--- Exercise tasks ---
a) Answer these questions about the mailing list message:
(i) On what date and at what time was the message sent?
(ii) According to Richard Wordingham, which codes define the Regional Indicators?
(iii) In Philippe Verdy's quoted words, who are the interested people that remain for historic data with no active maintainers?
b) Put this sentence from the mailing list message into Spanish: 'It was noted as "off topic".'
c) From the mailing list message, extract the text between "On 11/1/2014 8:10" and "3166-1 alpha-2 codes.", inclusive.

** BEGIN Document segment **

Re: Looking for a standard on historical countries from Steven R. Loomis on 2014-11-01 (Unicode Mail List Archive)

From: Steven R. Loomis <srl_at_icu-project.org>
Date: Sat, 01 Nov 2014 21:57:06 -0700

On 11/1/2014 8:10 AM, Richard Wordingham wrote:
> On Fri, 31 Oct 2014 20:43:19 +0100
> Philippe Verdy <verdy_p_at_wanadoo.fr> wrote:
>
>> How is ths related to Unicode ?
> One possibility is though the Regional Indicators, but they are defined
> by the unstable ISO 3166-1 alpha-2 codes.
It was noted as "off topic". It.s relevant because CLDR is relevant.
>> May be it's associated to CLDR for former regional classifcation of
>> languages, but I doubt this will ever create any standardization for
>> historic data that should remain as is without changes in their old
>> sources for which there are no more any active maintainers, just
>> interested people (basically historians that may comment about them
>> the way they want or could invent their new terminology for analysts
>> and archivists).

** END Document segment **
** BEGIN Supplied records **

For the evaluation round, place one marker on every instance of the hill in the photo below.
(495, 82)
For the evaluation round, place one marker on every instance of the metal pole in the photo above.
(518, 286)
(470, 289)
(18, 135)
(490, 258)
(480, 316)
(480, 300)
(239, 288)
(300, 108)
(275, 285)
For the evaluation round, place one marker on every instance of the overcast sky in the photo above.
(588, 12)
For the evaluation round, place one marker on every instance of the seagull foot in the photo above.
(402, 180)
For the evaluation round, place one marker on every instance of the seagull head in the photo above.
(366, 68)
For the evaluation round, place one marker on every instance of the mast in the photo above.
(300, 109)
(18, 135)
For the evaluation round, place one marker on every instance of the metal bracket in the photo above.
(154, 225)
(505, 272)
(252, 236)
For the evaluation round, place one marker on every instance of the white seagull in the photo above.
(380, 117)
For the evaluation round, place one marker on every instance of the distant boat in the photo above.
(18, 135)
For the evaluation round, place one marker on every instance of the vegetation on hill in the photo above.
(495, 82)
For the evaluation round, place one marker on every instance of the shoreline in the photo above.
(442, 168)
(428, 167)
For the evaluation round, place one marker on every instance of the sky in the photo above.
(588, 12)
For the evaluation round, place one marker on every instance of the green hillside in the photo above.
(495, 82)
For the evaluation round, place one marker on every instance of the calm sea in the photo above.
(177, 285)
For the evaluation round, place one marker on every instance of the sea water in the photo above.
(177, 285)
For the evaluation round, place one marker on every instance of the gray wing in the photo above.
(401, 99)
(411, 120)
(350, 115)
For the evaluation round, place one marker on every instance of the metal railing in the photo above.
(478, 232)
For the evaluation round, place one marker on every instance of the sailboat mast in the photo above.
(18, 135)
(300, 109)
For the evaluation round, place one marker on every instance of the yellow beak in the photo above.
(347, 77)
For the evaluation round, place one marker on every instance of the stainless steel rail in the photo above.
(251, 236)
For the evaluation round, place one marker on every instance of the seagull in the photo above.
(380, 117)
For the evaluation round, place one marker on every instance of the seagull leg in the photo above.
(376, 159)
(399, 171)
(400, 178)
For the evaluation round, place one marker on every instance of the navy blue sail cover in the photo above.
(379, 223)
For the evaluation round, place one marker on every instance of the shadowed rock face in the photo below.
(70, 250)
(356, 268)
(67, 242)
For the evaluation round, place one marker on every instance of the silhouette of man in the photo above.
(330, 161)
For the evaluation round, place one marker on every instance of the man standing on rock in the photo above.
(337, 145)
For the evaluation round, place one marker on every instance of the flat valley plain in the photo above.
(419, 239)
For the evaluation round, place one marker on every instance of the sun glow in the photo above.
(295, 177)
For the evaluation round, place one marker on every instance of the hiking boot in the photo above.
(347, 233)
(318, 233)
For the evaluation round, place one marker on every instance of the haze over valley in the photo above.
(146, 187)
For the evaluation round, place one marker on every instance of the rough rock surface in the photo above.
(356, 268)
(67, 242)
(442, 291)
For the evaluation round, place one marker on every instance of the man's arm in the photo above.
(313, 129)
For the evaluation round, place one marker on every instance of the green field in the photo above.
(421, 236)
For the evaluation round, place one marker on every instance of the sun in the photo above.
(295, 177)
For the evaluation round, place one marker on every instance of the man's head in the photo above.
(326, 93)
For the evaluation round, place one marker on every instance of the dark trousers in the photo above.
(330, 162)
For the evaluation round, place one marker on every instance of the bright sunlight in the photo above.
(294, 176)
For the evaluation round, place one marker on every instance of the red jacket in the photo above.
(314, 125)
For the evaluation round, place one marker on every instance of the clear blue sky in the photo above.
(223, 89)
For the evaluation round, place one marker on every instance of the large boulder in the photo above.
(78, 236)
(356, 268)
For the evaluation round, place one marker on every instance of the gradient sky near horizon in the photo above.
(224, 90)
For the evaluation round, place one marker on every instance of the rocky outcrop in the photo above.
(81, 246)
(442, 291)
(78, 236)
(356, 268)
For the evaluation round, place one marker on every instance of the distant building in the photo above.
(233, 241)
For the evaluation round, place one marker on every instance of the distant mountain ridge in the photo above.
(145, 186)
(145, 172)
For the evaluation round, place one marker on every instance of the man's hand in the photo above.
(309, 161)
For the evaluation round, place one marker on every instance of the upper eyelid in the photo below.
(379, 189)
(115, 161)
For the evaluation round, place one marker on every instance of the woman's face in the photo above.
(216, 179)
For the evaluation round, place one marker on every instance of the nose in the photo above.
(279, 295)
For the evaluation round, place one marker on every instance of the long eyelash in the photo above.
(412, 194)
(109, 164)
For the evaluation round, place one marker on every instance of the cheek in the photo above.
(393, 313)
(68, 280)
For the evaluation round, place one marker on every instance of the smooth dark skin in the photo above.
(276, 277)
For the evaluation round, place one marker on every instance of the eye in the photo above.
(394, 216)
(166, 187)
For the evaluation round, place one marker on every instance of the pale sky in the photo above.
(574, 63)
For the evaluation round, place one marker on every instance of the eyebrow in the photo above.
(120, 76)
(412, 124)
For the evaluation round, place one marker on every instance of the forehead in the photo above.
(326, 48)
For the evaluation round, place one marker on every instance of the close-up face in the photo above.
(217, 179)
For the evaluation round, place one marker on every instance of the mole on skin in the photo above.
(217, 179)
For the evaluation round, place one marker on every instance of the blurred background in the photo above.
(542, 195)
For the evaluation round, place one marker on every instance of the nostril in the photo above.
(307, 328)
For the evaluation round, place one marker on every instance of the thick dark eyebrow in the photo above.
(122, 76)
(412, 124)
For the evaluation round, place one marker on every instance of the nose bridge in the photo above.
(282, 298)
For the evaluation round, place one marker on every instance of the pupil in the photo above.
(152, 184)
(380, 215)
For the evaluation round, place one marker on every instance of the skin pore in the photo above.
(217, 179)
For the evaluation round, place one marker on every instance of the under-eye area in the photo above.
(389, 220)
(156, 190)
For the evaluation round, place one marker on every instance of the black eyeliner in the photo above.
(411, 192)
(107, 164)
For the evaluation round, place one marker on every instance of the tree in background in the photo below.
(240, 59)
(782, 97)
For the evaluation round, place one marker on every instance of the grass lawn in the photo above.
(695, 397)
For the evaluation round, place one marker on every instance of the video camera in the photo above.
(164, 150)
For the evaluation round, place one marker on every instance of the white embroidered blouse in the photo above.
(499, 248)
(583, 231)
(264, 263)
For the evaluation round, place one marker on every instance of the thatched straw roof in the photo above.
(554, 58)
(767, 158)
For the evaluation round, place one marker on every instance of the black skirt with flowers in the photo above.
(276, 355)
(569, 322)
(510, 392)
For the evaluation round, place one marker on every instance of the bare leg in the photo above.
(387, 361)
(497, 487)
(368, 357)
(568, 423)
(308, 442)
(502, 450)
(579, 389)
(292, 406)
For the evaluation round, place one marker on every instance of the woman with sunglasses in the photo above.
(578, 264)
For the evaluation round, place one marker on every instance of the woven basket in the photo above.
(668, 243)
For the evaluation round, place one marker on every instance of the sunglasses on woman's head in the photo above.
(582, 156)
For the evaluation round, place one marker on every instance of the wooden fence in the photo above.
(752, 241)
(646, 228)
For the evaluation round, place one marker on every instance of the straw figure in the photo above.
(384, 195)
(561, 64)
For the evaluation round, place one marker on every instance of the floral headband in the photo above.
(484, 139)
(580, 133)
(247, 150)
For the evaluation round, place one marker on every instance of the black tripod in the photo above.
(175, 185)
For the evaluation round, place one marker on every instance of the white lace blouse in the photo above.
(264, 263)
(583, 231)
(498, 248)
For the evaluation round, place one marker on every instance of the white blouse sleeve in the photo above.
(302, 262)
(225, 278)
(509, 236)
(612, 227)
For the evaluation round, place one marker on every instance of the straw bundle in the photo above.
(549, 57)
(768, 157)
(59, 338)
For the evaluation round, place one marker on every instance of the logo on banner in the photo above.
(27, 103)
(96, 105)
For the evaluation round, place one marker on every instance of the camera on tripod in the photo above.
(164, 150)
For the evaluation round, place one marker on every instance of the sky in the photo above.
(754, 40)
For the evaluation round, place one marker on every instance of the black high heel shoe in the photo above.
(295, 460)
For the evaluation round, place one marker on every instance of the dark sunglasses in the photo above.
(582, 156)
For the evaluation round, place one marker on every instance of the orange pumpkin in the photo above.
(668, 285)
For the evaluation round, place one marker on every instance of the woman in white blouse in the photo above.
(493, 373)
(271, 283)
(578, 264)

** END Supplied records **
** BEGIN Supplied records **

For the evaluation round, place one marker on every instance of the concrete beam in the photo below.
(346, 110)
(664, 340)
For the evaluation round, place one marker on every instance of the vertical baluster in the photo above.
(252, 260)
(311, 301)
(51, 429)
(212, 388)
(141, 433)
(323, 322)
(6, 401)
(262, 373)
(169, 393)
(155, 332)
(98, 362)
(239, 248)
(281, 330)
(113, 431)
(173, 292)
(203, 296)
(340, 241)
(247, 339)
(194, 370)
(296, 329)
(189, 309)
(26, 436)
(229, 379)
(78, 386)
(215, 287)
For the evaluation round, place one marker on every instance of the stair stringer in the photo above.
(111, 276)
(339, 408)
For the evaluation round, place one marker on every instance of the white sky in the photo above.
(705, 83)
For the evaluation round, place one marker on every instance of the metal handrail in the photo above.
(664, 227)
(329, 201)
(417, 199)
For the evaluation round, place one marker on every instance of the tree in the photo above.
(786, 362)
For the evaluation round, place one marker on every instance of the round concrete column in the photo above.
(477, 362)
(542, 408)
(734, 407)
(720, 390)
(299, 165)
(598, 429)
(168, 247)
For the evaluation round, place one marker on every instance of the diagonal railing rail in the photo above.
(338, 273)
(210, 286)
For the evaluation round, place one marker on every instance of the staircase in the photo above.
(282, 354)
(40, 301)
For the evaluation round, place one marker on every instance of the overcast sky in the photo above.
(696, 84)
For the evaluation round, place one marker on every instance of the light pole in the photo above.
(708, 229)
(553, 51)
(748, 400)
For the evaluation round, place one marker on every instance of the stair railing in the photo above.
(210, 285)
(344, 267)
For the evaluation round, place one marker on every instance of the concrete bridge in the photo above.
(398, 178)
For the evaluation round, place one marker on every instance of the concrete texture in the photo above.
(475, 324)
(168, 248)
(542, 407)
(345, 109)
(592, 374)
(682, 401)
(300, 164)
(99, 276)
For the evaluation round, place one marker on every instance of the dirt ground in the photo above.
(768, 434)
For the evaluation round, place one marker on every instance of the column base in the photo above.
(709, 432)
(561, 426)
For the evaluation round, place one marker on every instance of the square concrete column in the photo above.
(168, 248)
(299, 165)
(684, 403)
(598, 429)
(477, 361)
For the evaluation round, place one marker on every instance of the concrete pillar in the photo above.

** END Supplied records **

--- The replies ---
a)
(i) Sat, 01 Nov 2014, at 21:57:06 -0700.
(ii) The unstable ISO 3166-1 alpha-2 codes.
(iii) Basically historians.

b) Se señaló como "fuera de tema".

c)
On 11/1/2014 8:10 AM, Richard Wordingham wrote:
> On Fri, 31 Oct 2014 20:43:19 +0100
> Philippe Verdy <verdy_p_at_wanadoo.fr> wrote:
>
>> How is ths related to Unicode ?
> One possibility is though the Regional Indicators, but they are defined
> by the unstable ISO 3166-1 alpha-2 codes.